Exercise description:
The entries below should be transcribed in their entirety, exactly as written.

Record excerpts:
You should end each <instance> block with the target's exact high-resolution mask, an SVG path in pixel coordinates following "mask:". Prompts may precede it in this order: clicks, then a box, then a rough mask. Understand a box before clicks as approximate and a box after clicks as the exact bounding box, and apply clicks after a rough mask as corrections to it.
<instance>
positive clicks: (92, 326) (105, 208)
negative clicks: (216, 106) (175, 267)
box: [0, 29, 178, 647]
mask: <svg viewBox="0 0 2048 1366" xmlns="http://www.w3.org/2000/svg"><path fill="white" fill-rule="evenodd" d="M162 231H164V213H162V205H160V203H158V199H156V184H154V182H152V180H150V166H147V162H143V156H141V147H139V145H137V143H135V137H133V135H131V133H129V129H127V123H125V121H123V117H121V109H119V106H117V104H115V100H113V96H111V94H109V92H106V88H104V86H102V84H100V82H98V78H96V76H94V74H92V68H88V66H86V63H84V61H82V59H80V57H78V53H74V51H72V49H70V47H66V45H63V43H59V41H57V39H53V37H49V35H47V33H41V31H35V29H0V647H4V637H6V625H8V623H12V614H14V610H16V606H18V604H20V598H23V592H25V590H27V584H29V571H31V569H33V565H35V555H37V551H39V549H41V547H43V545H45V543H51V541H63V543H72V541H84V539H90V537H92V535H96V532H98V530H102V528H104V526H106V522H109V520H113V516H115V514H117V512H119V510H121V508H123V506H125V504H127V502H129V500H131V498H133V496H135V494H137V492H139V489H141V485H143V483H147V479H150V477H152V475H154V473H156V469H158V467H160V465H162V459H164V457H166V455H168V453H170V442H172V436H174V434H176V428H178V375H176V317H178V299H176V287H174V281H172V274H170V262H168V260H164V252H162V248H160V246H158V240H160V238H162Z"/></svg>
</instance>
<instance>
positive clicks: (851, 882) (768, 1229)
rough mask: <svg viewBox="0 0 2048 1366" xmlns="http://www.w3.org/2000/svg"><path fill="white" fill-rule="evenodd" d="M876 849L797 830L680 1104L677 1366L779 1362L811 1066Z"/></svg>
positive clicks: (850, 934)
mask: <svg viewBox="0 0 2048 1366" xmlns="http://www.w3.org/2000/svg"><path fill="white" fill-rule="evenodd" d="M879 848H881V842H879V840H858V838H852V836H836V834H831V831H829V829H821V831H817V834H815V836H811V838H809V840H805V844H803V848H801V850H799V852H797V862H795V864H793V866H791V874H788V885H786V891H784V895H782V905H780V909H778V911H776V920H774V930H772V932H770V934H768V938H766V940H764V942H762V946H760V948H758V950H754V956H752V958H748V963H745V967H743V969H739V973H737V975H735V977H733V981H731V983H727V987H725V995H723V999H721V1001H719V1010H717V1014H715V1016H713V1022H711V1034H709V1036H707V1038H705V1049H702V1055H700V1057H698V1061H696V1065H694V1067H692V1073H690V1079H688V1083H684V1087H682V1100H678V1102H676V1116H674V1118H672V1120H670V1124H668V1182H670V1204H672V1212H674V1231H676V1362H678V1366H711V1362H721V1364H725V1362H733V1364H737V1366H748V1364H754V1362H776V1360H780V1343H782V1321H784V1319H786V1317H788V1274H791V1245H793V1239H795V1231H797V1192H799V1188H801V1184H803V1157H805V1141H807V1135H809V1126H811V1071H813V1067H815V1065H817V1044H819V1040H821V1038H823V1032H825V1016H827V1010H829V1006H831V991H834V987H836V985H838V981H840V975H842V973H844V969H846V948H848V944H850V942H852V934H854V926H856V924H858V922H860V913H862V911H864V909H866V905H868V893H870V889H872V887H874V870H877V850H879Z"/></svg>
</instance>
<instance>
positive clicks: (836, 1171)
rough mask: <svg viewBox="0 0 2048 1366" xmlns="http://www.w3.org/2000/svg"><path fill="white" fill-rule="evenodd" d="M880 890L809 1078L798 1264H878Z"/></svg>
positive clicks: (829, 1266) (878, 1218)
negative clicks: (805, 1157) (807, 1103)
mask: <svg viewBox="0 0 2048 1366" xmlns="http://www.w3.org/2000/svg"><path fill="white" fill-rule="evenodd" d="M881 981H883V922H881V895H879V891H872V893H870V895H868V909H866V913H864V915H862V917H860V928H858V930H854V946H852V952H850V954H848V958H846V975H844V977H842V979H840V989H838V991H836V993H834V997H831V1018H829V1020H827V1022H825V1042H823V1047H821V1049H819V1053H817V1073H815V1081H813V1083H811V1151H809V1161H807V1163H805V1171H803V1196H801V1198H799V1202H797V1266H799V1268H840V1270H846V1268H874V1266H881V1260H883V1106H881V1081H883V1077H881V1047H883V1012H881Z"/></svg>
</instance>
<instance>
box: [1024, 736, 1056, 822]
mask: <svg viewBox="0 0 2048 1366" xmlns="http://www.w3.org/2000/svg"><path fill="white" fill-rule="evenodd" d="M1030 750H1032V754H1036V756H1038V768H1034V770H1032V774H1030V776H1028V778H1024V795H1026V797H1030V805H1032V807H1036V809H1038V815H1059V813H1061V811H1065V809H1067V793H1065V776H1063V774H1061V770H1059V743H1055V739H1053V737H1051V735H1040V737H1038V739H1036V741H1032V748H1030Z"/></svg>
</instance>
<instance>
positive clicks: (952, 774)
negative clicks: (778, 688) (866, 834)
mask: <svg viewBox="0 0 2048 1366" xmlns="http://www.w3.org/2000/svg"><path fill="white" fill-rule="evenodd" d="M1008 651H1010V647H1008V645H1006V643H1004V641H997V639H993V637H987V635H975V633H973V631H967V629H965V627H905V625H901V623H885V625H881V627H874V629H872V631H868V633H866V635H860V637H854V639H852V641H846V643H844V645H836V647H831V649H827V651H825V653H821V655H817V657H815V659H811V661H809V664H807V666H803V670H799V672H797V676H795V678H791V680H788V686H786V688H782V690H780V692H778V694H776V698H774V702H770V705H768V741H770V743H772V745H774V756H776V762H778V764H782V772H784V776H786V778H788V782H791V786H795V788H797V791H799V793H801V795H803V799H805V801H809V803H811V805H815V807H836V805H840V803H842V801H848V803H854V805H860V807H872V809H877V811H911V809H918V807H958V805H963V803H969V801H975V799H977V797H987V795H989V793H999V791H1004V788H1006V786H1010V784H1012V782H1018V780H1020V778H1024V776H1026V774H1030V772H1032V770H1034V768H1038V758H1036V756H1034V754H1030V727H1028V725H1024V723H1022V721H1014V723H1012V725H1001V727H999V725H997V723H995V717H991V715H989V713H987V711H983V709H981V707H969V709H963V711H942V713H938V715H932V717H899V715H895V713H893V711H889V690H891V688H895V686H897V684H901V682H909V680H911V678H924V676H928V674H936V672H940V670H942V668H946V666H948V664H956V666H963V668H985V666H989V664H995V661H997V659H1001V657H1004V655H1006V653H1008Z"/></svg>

Output of the exercise:
You should end each <instance> block with the target's exact high-resolution mask, an SVG path in pixel coordinates following "mask:". Prompts may precede it in this order: clicks, then a box, then a rough mask. Understand a box before clicks as approximate and a box after clicks as the exact bounding box, and apply clicks after a rough mask as corrections to it.
<instance>
positive clicks: (92, 326) (105, 208)
negative clicks: (216, 106) (175, 267)
box: [0, 29, 178, 647]
mask: <svg viewBox="0 0 2048 1366" xmlns="http://www.w3.org/2000/svg"><path fill="white" fill-rule="evenodd" d="M162 231H164V213H162V205H160V203H158V199H156V184H154V182H152V180H150V166H147V162H143V156H141V147H139V145H137V143H135V137H133V135H131V133H129V129H127V123H125V121H123V117H121V109H119V106H117V104H115V100H113V96H111V94H109V92H106V88H104V86H102V84H100V82H98V78H96V76H94V74H92V68H88V66H86V63H84V61H82V59H80V57H78V53H74V51H72V49H70V47H66V45H63V43H59V41H57V39H53V37H49V35H47V33H41V31H35V29H0V647H4V637H6V625H8V623H12V614H14V610H16V606H18V604H20V598H23V592H25V590H27V584H29V571H31V569H33V565H35V555H37V551H39V549H41V547H43V545H45V543H51V541H63V543H72V541H84V539H90V537H92V535H96V532H98V530H102V528H104V526H106V522H109V520H113V516H115V514H117V512H119V510H121V508H123V506H125V504H127V502H129V500H131V498H133V496H135V494H137V492H139V489H141V485H143V483H147V479H150V477H152V475H154V473H156V469H158V467H160V465H162V459H164V457H166V455H168V453H170V442H172V436H174V434H176V428H178V375H176V317H178V299H176V287H174V281H172V274H170V262H168V260H164V252H162V248H160V246H158V240H160V238H162Z"/></svg>
</instance>
<instance>
positive clicks: (851, 882) (768, 1229)
rough mask: <svg viewBox="0 0 2048 1366" xmlns="http://www.w3.org/2000/svg"><path fill="white" fill-rule="evenodd" d="M876 849L797 830L680 1104L677 1366L779 1362L811 1066Z"/></svg>
positive clicks: (850, 934)
mask: <svg viewBox="0 0 2048 1366" xmlns="http://www.w3.org/2000/svg"><path fill="white" fill-rule="evenodd" d="M879 848H881V842H879V840H858V838H852V836H836V834H831V831H829V829H821V831H817V834H815V836H811V838H809V840H805V844H803V848H801V850H799V852H797V862H795V864H793V866H791V874H788V885H786V891H784V895H782V905H780V909H778V911H776V920H774V930H772V932H770V934H768V938H766V940H764V942H762V946H760V948H758V950H754V956H752V958H748V963H745V967H743V969H739V973H737V975H735V977H733V981H731V983H727V987H725V995H723V999H721V1001H719V1010H717V1014H715V1016H713V1022H711V1034H709V1036H707V1038H705V1049H702V1055H700V1057H698V1061H696V1065H694V1067H692V1073H690V1079H688V1083H684V1087H682V1100H678V1102H676V1116H674V1118H672V1120H670V1124H668V1182H670V1204H672V1212H674V1231H676V1362H678V1366H711V1362H721V1364H725V1362H733V1364H737V1366H748V1364H754V1362H776V1360H780V1343H782V1321H784V1319H786V1317H788V1274H791V1245H793V1239H795V1231H797V1192H799V1188H801V1184H803V1157H805V1141H807V1135H809V1126H811V1071H813V1067H815V1065H817V1044H819V1040H821V1038H823V1032H825V1016H827V1010H829V1006H831V991H834V987H836V985H838V981H840V975H842V973H844V969H846V948H848V944H850V942H852V934H854V926H856V924H858V922H860V913H862V911H864V909H866V905H868V893H870V889H872V887H874V870H877V850H879Z"/></svg>
</instance>
<instance>
positive clicks: (836, 1171)
rough mask: <svg viewBox="0 0 2048 1366" xmlns="http://www.w3.org/2000/svg"><path fill="white" fill-rule="evenodd" d="M880 890L809 1078L798 1264H878Z"/></svg>
positive clicks: (829, 1266) (878, 1218)
negative clicks: (805, 1157) (807, 1103)
mask: <svg viewBox="0 0 2048 1366" xmlns="http://www.w3.org/2000/svg"><path fill="white" fill-rule="evenodd" d="M881 981H883V922H881V895H879V891H872V893H870V895H868V909H866V913H864V915H862V917H860V928H858V930H854V946H852V952H850V954H848V958H846V975H844V977H842V979H840V989H838V991H836V993H834V997H831V1018H829V1020H827V1022H825V1042H823V1047H821V1049H819V1053H817V1073H815V1081H813V1083H811V1151H809V1161H807V1163H805V1171H803V1196H801V1198H799V1202H797V1266H799V1268H840V1270H846V1268H874V1266H881V1260H883V1106H881V1081H883V1077H881V1047H883V1012H881Z"/></svg>
</instance>
<instance>
box: [1024, 736, 1056, 822]
mask: <svg viewBox="0 0 2048 1366" xmlns="http://www.w3.org/2000/svg"><path fill="white" fill-rule="evenodd" d="M1030 750H1032V754H1036V756H1038V768H1034V770H1032V774H1030V776H1028V778H1024V795H1026V797H1030V805H1032V807H1036V809H1038V815H1059V813H1061V811H1065V809H1067V793H1065V776H1063V774H1061V770H1059V743H1055V739H1053V737H1051V735H1040V737H1038V739H1036V741H1032V748H1030Z"/></svg>
</instance>
<instance>
positive clicks: (952, 774)
negative clicks: (778, 688) (866, 834)
mask: <svg viewBox="0 0 2048 1366" xmlns="http://www.w3.org/2000/svg"><path fill="white" fill-rule="evenodd" d="M1008 651H1010V647H1008V645H1006V643H1004V641H997V639H993V637H987V635H975V633H973V631H967V629H965V627H905V625H901V623H885V625H881V627H874V629H872V631H868V633H866V635H860V637H854V639H852V641H846V643H844V645H836V647H831V649H827V651H825V653H821V655H817V657H815V659H811V661H809V664H807V666H803V670H799V672H797V676H795V678H791V680H788V686H786V688H782V690H780V692H778V694H776V698H774V702H770V705H768V741H770V743H772V745H774V756H776V762H778V764H782V772H784V776H786V778H788V782H791V786H795V788H797V791H799V793H801V795H803V799H805V801H809V803H811V805H815V807H836V805H840V803H842V801H848V803H854V805H860V807H872V809H877V811H911V809H918V807H958V805H963V803H969V801H975V799H977V797H987V795H989V793H999V791H1004V788H1006V786H1010V784H1012V782H1018V780H1020V778H1024V776H1026V774H1030V772H1032V770H1034V768H1038V758H1036V756H1034V754H1030V727H1028V725H1024V723H1022V721H1014V723H1012V725H1001V727H999V725H997V723H995V717H991V715H989V713H987V711H983V709H981V707H969V709H963V711H942V713H938V715H932V717H899V715H895V713H893V711H889V690H891V688H895V686H897V684H901V682H909V680H911V678H924V676H928V674H936V672H940V670H942V668H946V666H948V664H956V666H963V668H985V666H989V664H995V661H997V659H1001V657H1004V655H1006V653H1008Z"/></svg>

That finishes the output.